Document text
■ ■ ■ ■ ■ ■ ■

And, guess what? It wasn’t anywhere near as difficult as I’d imagined. A little fiddly, perhaps. But I’m now on my way to a pair of lovely wrist warmers in tweedy grey Aran yarn.

I just love the buzz that comes from noticing and then dissolving those niggly thoughts about something I thought I couldn’t really do.  I wonder what else has been terrifying me without me even noticing?

Thank you. I’m so grateful.

November 9th, 2010

Today is my birthday and, this morning, I woke up with this huge upswell of happiness and love in my heart. As it’s my birthday, I hope you’ll indulge me in indulging it for a moment. Because I want to say thank you.

Today I feel so darned lucky to be alive and working, surrounded by so many  wonderful, supportive and encouraging people.

Please just know that I am so incredibly grateful.

Thank you.

Healing power of ritual

November 8th, 2010

I’ve written about the power of ritual before. Here, for example (with bonus lyrics).

I’m incredibly curious and interested in the ways that we use ritual in our lives – and the extent to which we seem to be losing some of the rituals that have defined us or bound us together on this planet for centuries. I think perhaps it’s time for us to create some new ones.

By rituals, I mean both those particular events or actions that we choose to create in our own individual lives to consciously mark or celebrate something; and those times when we come together collectively to do the same.

■ ■ ■ ■ ■ ■ ■

[Entries taken from a collection]

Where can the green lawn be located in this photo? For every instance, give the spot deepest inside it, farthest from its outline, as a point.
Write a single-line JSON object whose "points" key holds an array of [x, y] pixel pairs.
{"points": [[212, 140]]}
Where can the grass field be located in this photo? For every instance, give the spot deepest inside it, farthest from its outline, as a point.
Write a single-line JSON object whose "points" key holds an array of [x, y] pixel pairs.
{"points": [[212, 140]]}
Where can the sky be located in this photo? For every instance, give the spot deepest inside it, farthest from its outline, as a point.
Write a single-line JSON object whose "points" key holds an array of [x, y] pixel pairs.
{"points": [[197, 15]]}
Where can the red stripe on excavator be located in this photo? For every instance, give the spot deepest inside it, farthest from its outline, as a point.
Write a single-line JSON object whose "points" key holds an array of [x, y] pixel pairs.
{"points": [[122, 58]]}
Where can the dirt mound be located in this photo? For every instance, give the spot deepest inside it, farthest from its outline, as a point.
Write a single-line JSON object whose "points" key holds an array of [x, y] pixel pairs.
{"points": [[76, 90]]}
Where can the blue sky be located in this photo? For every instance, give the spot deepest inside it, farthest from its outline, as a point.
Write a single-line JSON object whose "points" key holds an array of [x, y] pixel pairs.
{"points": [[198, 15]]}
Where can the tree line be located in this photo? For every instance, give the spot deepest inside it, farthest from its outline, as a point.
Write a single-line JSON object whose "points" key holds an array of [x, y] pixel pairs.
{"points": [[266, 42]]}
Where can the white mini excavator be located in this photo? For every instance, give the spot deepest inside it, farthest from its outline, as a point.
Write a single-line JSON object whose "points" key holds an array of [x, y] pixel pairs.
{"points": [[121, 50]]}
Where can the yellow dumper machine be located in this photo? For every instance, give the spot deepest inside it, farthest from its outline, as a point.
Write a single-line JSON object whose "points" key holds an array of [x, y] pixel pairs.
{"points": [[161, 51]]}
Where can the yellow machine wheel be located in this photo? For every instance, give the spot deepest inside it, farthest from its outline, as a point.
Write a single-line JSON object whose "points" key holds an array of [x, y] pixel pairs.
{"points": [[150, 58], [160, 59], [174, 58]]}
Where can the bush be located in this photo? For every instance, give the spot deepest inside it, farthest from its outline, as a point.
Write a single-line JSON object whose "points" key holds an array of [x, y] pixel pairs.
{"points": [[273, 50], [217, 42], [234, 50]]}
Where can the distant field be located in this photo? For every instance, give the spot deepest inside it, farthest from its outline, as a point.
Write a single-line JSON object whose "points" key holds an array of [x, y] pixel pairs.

■ ■ ■ ■ ■ ■ ■

Problems to work on
1. Answer these questions from the blog text:
(a) In what yarn are the wrist warmers being made?
(b) What date heads the post about the writer's birthday?
(c) What does the writer think it may be time for us to create?
2. Please reproduce word for word the part of the blog text that begins with "And, guess what?" and ends with "and encouraging people.".

Answers below
1.
(a) Tweedy grey Aran yarn.
(b) November 9th, 2010.
(c) Some new rituals.

2.
And, guess what? It wasn’t anywhere near as difficult as I’d imagined. A little fiddly, perhaps. But I’m now on my way to a pair of lovely wrist warmers in tweedy grey Aran yarn.

I just love the buzz that comes from noticing and then dissolving those niggly thoughts about something I thought I couldn’t really do.  I wonder what else has been terrifying me without me even noticing?

Thank you. I’m so grateful.

November 9th, 2010

Today is my birthday and, this morning, I woke up with this huge upswell of happiness and love in my heart. As it’s my birthday, I hope you’ll indulge me in indulging it for a moment. Because I want to say thank you.

Today I feel so darned lucky to be alive and working, surrounded by so many  wonderful, supportive and encouraging people.